Start of Data section
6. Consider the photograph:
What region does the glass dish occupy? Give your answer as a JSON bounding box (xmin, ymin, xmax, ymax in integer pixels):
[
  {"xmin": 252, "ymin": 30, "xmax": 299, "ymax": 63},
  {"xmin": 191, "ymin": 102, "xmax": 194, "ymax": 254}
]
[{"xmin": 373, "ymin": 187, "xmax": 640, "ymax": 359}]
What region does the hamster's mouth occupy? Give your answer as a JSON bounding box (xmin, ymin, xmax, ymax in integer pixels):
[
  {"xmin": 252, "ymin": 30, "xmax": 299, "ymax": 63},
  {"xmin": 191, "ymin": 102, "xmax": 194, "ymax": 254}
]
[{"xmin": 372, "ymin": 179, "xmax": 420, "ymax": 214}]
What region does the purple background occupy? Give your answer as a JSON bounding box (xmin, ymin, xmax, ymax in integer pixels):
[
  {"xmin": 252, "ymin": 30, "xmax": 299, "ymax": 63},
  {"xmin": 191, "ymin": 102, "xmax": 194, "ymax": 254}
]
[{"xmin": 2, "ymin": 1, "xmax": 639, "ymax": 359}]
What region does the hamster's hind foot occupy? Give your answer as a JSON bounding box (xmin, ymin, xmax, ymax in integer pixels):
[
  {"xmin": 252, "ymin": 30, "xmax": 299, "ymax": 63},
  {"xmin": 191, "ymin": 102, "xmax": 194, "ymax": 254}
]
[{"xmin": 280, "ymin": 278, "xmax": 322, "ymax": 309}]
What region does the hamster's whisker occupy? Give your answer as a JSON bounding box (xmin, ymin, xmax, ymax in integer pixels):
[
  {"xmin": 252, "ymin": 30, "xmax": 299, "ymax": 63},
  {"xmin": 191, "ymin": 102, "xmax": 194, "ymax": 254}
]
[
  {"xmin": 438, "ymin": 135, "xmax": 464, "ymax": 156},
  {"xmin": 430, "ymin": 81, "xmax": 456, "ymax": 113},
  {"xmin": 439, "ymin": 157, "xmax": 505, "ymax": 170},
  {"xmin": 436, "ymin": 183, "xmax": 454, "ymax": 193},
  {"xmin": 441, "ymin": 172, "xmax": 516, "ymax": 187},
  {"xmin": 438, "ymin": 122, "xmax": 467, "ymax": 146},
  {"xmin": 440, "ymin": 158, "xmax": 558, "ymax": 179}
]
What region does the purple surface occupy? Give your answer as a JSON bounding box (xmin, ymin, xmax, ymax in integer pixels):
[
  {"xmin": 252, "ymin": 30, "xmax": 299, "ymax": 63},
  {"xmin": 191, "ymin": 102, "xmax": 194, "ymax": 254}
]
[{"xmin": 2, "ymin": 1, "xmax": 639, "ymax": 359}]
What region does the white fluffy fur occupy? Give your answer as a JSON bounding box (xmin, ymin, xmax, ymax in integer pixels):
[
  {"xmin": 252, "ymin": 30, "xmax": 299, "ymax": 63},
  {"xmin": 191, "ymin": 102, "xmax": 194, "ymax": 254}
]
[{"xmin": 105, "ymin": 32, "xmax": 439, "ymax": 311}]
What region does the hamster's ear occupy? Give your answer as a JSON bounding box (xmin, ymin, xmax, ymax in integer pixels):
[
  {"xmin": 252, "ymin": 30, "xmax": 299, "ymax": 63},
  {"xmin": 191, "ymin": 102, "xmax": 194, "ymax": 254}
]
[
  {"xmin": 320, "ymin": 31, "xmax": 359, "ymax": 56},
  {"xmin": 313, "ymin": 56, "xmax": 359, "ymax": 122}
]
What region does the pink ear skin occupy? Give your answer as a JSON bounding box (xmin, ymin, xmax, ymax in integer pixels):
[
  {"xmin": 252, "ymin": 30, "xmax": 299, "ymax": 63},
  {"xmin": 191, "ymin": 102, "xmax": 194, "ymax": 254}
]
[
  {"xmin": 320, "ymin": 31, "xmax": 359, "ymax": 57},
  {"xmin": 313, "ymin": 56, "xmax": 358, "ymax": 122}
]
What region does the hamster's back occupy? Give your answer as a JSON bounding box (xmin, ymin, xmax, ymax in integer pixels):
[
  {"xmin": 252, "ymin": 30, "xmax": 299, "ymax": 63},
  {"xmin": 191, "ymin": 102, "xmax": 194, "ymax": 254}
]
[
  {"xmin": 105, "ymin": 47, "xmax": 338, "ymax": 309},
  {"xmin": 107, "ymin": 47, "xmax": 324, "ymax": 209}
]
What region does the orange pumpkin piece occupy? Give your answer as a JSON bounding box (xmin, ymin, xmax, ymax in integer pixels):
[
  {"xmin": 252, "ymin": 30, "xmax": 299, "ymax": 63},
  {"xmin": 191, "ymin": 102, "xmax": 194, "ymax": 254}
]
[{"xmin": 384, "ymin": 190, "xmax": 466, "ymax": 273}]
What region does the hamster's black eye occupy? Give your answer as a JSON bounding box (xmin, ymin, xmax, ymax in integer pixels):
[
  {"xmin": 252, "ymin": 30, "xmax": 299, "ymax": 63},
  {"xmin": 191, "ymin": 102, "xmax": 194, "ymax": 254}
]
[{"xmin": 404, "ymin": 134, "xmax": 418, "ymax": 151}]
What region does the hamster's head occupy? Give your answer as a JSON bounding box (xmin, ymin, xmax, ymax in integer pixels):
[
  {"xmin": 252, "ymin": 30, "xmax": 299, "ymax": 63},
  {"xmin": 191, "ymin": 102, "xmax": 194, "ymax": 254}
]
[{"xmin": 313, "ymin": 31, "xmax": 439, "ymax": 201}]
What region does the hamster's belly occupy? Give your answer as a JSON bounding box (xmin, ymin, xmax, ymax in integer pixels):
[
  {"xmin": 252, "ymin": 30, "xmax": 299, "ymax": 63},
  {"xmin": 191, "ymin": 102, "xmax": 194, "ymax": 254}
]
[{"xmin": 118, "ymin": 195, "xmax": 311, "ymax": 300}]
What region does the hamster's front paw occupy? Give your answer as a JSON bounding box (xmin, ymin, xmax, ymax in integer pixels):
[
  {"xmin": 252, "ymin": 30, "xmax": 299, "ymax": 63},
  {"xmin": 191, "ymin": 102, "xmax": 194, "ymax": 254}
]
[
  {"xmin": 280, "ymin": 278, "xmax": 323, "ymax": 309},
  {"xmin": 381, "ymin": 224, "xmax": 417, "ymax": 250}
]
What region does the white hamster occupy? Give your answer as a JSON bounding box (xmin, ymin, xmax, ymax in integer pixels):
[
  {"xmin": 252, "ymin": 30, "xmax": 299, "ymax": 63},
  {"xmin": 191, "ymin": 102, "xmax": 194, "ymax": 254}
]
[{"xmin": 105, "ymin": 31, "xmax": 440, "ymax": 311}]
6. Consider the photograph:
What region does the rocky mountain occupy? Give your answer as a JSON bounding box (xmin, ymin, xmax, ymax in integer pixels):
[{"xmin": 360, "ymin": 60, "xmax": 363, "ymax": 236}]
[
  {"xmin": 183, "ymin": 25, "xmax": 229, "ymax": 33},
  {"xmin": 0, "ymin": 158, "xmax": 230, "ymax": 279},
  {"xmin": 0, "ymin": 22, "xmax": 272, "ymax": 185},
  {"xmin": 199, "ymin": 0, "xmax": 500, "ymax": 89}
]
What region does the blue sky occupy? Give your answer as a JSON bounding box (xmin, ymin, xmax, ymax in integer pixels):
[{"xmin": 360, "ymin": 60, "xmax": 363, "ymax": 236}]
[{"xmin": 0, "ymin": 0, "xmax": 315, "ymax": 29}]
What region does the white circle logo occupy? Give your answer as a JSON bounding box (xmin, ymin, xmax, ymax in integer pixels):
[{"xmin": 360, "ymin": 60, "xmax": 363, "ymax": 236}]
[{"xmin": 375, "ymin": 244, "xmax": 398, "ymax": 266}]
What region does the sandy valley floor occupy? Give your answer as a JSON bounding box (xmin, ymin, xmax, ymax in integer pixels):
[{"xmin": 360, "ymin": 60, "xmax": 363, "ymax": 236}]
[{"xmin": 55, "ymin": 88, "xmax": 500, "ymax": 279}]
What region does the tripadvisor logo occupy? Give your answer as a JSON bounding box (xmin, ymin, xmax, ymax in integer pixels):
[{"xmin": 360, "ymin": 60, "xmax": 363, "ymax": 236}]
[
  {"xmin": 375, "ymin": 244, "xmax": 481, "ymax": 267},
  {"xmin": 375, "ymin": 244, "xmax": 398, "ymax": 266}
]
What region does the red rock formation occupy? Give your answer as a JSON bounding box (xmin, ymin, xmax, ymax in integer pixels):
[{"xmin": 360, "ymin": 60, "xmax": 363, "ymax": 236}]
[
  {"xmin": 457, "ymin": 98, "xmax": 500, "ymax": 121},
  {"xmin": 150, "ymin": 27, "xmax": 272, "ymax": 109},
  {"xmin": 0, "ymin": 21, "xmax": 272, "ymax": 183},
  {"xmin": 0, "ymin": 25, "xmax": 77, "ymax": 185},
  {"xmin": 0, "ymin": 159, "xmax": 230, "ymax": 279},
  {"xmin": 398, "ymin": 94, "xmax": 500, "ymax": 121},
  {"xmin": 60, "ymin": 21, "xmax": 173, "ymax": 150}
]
End of Data section
» **Problem requirements**:
In the listing above, find the line with "What region does the white hamster" and the line with "What region does the white circle"; output exactly those lines and all lines between them.

» **Response to this task**:
What region does the white hamster occupy? Give your answer as a JSON bounding box (xmin, ymin, xmax, ymax in integer pixels):
[
  {"xmin": 252, "ymin": 30, "xmax": 299, "ymax": 63},
  {"xmin": 191, "ymin": 102, "xmax": 194, "ymax": 254}
]
[{"xmin": 105, "ymin": 31, "xmax": 440, "ymax": 311}]
6. Consider the photograph:
What region does the rocky mountain occupy? Give your answer as a JSON bounding box (xmin, ymin, xmax, ymax in integer pixels):
[{"xmin": 360, "ymin": 60, "xmax": 363, "ymax": 236}]
[
  {"xmin": 183, "ymin": 25, "xmax": 229, "ymax": 33},
  {"xmin": 0, "ymin": 158, "xmax": 230, "ymax": 279},
  {"xmin": 0, "ymin": 22, "xmax": 272, "ymax": 185},
  {"xmin": 199, "ymin": 0, "xmax": 500, "ymax": 89}
]
What region does the blue sky occupy? Give your answer as a JSON bounding box (xmin, ymin, xmax, ymax in integer pixels):
[{"xmin": 360, "ymin": 60, "xmax": 363, "ymax": 236}]
[{"xmin": 0, "ymin": 0, "xmax": 315, "ymax": 29}]
What region does the white circle logo occupy? Give your answer as a JSON bounding box (xmin, ymin, xmax, ymax in integer pixels):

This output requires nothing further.